## TEXTE DU DOCUMENT
====

La leçon qu'il faut en tirer pour de jeunes créatifs serait certainement celle-ci: après une bonne formation de base, allez faire vos preuves chez les meilleurs du moment, comme le font les "compagnons du tour de France", qui perpétuent le savoir faire des métiers d'art. Si vous cherchez l'excellence, soyez compagnon du tour du monde. Anabelle a donc fait sa biochimie chez l'un de ces maîtres, sa génétique chez un autre, et sa découverte de la complexité des cellules humaines chez un troisième. Le chercheur est un passeur de relais, tout le contraire d'une tour d'ivoire. A bon entendeur ... salut !

17/05/2017

Fabrice, l'homme-frontière

(et Till le bouffon...)

Fabrice est le benjamin de notre petite équipe. Ce qui fait sens pour lui, c'est particulièrement la notion de frontière. C'est un praticien du grand écart qui nous fascinait dans l'article précédent. Un pied dans un domaine, l'autre pied dans un domaine connexe, comme pour taquiner les deux pôles d'une batterie: du même coup, Fabrice se sent traversé par un courant électrique.

Son travail de recherche, qui le conduit à une thèse en septembre, se place précisément sur une frontière entre plusieurs domaines (chimie organique et chimie minérale, le vivant et l'inerte) qui ont chacun sa relative autonomie, jusqu'au moment où s'est présentée l'opportunité d'emprunter à l'un des acquis entrant dans l'élaboration de solutions pour l'autre. Il vous en parlera mieux que moi.

Autre frontière pour Fabrice, celle qui distingue des univers musicaux aussi différents que la musique classique et les musiques contemporaines (jazz, folk, pop, expérimentales). Fabrice n'est donc pas seulement un chercheur scientifique, il est aussi un chercheur d'expression musicale, pianiste et compositeur, et son inspiration puise encore à la jointure entre ces esthétiques différenciées.

====

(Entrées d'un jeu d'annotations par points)

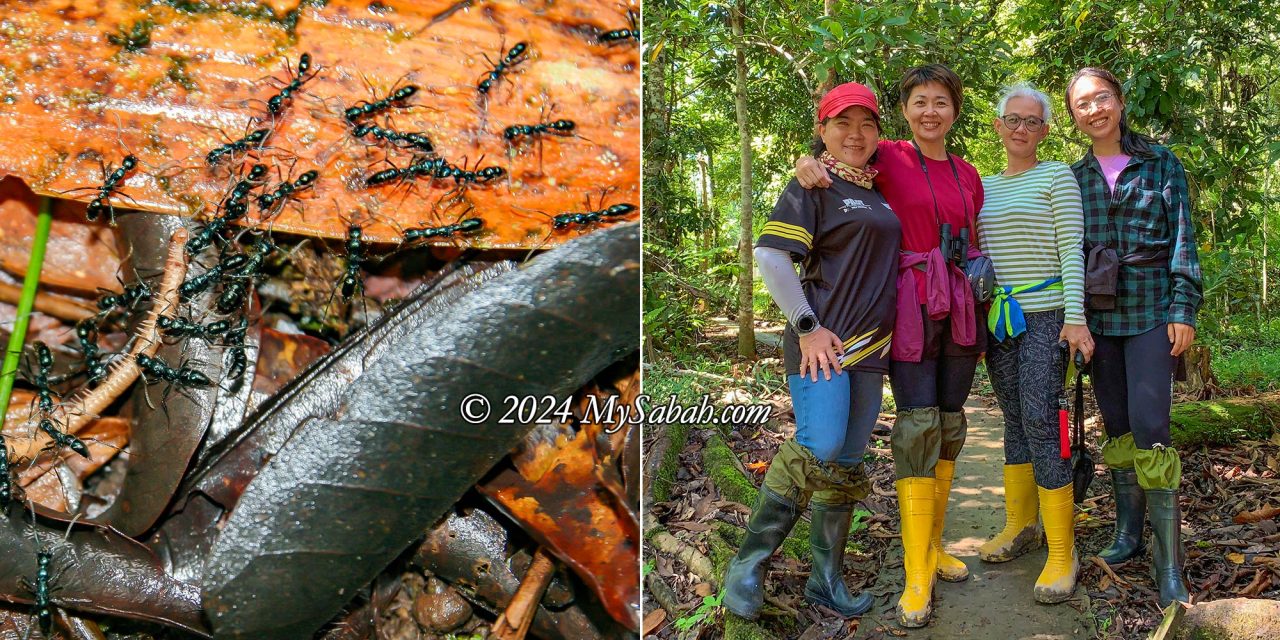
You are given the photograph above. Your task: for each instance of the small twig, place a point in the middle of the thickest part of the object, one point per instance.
(1104, 566)
(58, 306)
(698, 563)
(124, 371)
(515, 622)
(663, 594)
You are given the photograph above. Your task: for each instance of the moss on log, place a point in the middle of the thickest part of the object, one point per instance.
(1225, 420)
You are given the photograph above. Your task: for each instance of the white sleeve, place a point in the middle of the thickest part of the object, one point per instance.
(784, 283)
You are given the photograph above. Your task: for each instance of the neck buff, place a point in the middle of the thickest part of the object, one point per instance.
(860, 177)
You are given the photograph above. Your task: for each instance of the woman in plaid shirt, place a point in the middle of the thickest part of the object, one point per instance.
(1143, 289)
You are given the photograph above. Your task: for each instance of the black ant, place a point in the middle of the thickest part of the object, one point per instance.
(86, 332)
(287, 190)
(44, 368)
(615, 36)
(127, 298)
(539, 131)
(182, 376)
(277, 104)
(558, 127)
(199, 283)
(184, 328)
(351, 282)
(7, 481)
(233, 208)
(421, 165)
(238, 146)
(585, 218)
(234, 292)
(42, 589)
(513, 56)
(63, 438)
(397, 97)
(112, 179)
(417, 141)
(469, 225)
(237, 360)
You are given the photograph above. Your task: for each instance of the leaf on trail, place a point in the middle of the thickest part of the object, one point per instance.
(346, 496)
(199, 83)
(653, 620)
(99, 571)
(1253, 516)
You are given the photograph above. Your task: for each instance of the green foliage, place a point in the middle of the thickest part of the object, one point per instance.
(1201, 76)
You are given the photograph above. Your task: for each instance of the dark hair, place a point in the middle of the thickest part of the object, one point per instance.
(940, 73)
(1132, 142)
(817, 146)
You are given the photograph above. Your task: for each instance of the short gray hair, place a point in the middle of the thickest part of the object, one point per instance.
(1024, 90)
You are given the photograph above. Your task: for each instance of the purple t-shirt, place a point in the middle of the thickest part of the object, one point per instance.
(1111, 168)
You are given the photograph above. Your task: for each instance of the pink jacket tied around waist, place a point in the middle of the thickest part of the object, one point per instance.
(947, 292)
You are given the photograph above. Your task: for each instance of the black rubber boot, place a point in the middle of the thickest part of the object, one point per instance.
(828, 531)
(771, 521)
(1130, 512)
(1166, 553)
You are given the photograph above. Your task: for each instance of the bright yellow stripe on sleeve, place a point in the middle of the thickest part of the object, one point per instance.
(853, 342)
(862, 353)
(789, 231)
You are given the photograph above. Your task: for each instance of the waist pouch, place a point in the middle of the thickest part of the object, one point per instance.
(1102, 272)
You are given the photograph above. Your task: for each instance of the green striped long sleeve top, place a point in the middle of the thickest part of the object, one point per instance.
(1032, 228)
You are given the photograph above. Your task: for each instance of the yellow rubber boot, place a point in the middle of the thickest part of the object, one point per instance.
(915, 498)
(1022, 530)
(1057, 581)
(950, 568)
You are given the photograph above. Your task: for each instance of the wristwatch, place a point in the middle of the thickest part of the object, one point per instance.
(807, 324)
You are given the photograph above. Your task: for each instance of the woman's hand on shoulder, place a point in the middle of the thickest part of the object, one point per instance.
(1078, 338)
(821, 351)
(810, 173)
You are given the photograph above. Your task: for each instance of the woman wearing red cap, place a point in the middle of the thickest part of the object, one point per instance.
(840, 319)
(936, 339)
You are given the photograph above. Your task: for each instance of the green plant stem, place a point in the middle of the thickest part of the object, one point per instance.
(44, 219)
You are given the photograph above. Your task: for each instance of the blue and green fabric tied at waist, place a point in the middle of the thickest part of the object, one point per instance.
(1006, 319)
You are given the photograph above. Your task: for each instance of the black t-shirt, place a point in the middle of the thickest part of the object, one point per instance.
(848, 241)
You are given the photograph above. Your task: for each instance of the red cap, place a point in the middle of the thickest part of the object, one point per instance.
(844, 96)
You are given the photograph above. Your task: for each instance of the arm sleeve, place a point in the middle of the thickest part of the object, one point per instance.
(780, 277)
(1183, 261)
(1069, 232)
(792, 223)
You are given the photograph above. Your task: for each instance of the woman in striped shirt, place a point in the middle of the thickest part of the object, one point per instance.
(1032, 228)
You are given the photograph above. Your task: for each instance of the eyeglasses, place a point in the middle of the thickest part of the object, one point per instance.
(1032, 123)
(1098, 101)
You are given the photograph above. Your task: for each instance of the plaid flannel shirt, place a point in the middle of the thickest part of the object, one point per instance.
(1148, 211)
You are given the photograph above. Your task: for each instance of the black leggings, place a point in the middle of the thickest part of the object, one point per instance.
(1133, 382)
(1027, 374)
(942, 382)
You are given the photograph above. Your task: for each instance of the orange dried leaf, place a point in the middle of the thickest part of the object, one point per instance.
(1255, 516)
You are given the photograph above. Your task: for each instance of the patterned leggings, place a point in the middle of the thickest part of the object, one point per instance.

====

## CONSIGNE 1
Recopiez le passage du billet sur les chercheurs de l'équipe qui va de « Fabrice, l'homme-frontière » jusqu'à « mieux que moi. ».
## CONSIGNE 2
Prolongez le billet sur les chercheurs de l'équipe en écrivant la suite à partir de l'endroit où il s'arrête.
Vous n'avez pas besoin des données pour ce travail.

## RÉPONSE ATTENDUE 1
Fabrice, l'homme-frontière

(et Till le bouffon...)

Fabrice est le benjamin de notre petite équipe. Ce qui fait sens pour lui, c'est particulièrement la notion de frontière. C'est un praticien du grand écart qui nous fascinait dans l'article précédent. Un pied dans un domaine, l'autre pied dans un domaine connexe, comme pour taquiner les deux pôles d'une batterie: du même coup, Fabrice se sent traversé par un courant électrique.

Son travail de recherche, qui le conduit à une thèse en septembre, se place précisément sur une frontière entre plusieurs domaines (chimie organique et chimie minérale, le vivant et l'inerte) qui ont chacun sa relative autonomie, jusqu'au moment où s'est présentée l'opportunité d'emprunter à l'un des acquis entrant dans l'élaboration de solutions pour l'autre. Il vous en parlera mieux que moi.

## RÉPONSE ATTENDUE 2
Il est photographié devant la statue de Till l'Espiègle (et Nele sa compagne). Ce personnage imaginaire, de son vrai nom Thyll Eulenspiegel (Uylenspiegel en néerlandais), serait né au XVIème siècle en Basse-Saxe et eut la bonne fortune d'avoir été mis en scène dans plusieurs romans populaires en Allemagne et aux Pays-Bas.  Till est l'archétype du bouffon attaché aux cours princières, du saltimbanque des réjouissances populaires, du provocateur des puissants, de l'iconoclaste de toutes les "bien-pensances". Dans le roman du belge De Coster, il se déclare "fils qu'Heureux Hasard eut un jour avec Bonne Aventure". Il multiplie les farces en tous genres, se joue du langage en tordant le sens des mots, et ose tourner en dérision la réputation des notables. Les symboles du miroir et de la chouette qui sont inscrits dans son nom germanique renvoient à une forme de clairvoyance, et au jeu inépuisable des images inversées, pour poser aux suffisants de ce monde la question dérangeante du vrai et du faux.



Attention: rien n'est fortuit, tout se résout en opportunités. Fabrice s'est fait photographier sous le regard amusé de Till l'Espiègle, pour nous dire peut être que la figure du bouffon, celle qui défie le sens commun, n'est pas complètement étrangère au mode créatif. Dans la science comme dans la musique, sortir du cadre est le chemin le plus court pour y retourner.

03/05/2017

Bonjour, Flora. Tu embarques ?

Bonjour,

Bravo pour l'organisation !
J'aime beaucoup vos questions et je pense que je vais prendre le temps de contribuer au blog.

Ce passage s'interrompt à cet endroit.